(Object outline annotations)

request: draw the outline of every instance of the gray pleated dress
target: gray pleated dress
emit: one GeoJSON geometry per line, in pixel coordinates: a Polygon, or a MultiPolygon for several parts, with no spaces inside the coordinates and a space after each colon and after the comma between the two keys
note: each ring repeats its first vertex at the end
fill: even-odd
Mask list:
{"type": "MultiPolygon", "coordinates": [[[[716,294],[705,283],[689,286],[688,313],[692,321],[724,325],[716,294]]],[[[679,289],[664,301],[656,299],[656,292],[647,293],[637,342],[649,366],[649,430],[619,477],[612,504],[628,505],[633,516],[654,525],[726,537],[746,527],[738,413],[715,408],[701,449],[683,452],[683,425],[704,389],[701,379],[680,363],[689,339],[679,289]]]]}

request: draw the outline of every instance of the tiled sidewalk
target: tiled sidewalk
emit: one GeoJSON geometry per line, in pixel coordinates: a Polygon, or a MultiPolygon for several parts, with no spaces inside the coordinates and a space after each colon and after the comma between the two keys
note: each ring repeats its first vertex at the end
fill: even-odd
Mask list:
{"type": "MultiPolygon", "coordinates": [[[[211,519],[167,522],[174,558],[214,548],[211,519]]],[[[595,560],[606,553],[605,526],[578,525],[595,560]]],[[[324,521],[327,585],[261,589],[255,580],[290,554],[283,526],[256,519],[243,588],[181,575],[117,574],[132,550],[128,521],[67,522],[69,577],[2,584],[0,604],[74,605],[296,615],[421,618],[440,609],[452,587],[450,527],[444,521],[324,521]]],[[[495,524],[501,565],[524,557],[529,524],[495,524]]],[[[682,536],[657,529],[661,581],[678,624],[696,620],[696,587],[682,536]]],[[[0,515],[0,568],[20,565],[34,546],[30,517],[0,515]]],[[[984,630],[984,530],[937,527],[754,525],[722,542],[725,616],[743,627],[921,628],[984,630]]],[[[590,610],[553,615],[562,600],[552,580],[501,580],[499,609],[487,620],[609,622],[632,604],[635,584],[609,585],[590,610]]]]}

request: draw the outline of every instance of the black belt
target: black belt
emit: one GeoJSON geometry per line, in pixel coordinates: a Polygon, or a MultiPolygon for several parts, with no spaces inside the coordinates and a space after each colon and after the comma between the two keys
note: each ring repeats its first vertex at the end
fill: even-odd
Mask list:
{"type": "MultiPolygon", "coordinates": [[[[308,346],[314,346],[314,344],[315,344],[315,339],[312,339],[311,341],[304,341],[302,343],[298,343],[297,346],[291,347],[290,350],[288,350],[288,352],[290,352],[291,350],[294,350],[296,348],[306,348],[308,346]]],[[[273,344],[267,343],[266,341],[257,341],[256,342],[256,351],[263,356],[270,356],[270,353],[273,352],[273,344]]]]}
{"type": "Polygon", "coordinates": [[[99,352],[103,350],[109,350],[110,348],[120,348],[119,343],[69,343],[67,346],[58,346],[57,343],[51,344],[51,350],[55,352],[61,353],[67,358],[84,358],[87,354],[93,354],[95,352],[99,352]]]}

### WHAT THE TASK REQUIRES
Every line above should be written out again exactly as it stands.

### ANSWER BELOW
request: draw the outline of every instance of the gray pleated dress
target: gray pleated dress
emit: one GeoJSON geometry per line, in pixel coordinates: a Polygon, or a MultiPolygon for several parts, with no spaces inside the coordinates and a space after each colon and after the comma between the two keys
note: each ring repeats its first vertex at the end
fill: even-odd
Mask list:
{"type": "MultiPolygon", "coordinates": [[[[716,294],[705,283],[689,286],[688,313],[692,321],[724,325],[716,294]]],[[[679,289],[664,301],[656,299],[656,292],[647,293],[637,342],[649,366],[649,430],[619,477],[612,504],[628,505],[633,516],[654,525],[726,537],[746,527],[738,413],[715,408],[701,449],[683,452],[683,425],[704,389],[701,379],[680,363],[689,339],[679,289]]]]}

request: draw the outline of every instance of the tiled sidewalk
target: tiled sidewalk
emit: one GeoJSON geometry per line, in pixel coordinates: a Polygon, or a MultiPolygon for several parts, with no spaces inside the coordinates and a space after each colon and after the comma between the two keys
note: each ring repeats its first vertex at the end
fill: even-odd
Mask list:
{"type": "MultiPolygon", "coordinates": [[[[211,519],[167,522],[174,558],[214,548],[211,519]]],[[[595,560],[606,553],[605,526],[578,525],[595,560]]],[[[324,521],[327,585],[261,589],[255,580],[290,554],[283,526],[256,519],[243,588],[181,575],[117,574],[132,550],[128,521],[67,522],[69,577],[2,584],[0,604],[74,605],[296,615],[421,618],[440,609],[452,587],[450,527],[444,521],[324,521]]],[[[495,524],[501,565],[524,557],[529,524],[495,524]]],[[[682,536],[657,529],[661,581],[678,624],[696,620],[696,587],[682,536]]],[[[0,515],[0,568],[20,565],[34,546],[30,517],[0,515]]],[[[984,630],[984,530],[937,527],[754,525],[722,542],[725,616],[743,627],[921,628],[984,630]]],[[[590,610],[553,615],[562,600],[552,580],[501,580],[499,609],[487,620],[609,622],[632,604],[635,584],[609,585],[590,610]]]]}

request: draw the outline of every instance of the black belt
target: black belt
emit: one GeoJSON geometry per line, in pixel coordinates: a Polygon, or a MultiPolygon for several parts, with no spaces inside the coordinates and a space after each colon and after the comma between the two keys
note: each ring repeats its first vertex at the end
fill: even-odd
Mask list:
{"type": "MultiPolygon", "coordinates": [[[[308,346],[314,346],[314,344],[315,344],[315,339],[312,339],[311,341],[304,341],[302,343],[298,343],[297,346],[291,347],[290,350],[288,350],[288,352],[290,352],[291,350],[294,350],[296,348],[306,348],[308,346]]],[[[273,344],[267,343],[266,341],[257,341],[256,342],[256,351],[263,356],[270,356],[270,353],[273,352],[273,344]]]]}
{"type": "Polygon", "coordinates": [[[99,352],[103,350],[109,350],[110,348],[120,348],[119,343],[69,343],[67,346],[58,346],[57,343],[51,344],[51,350],[55,352],[61,353],[67,358],[84,358],[87,354],[93,354],[95,352],[99,352]]]}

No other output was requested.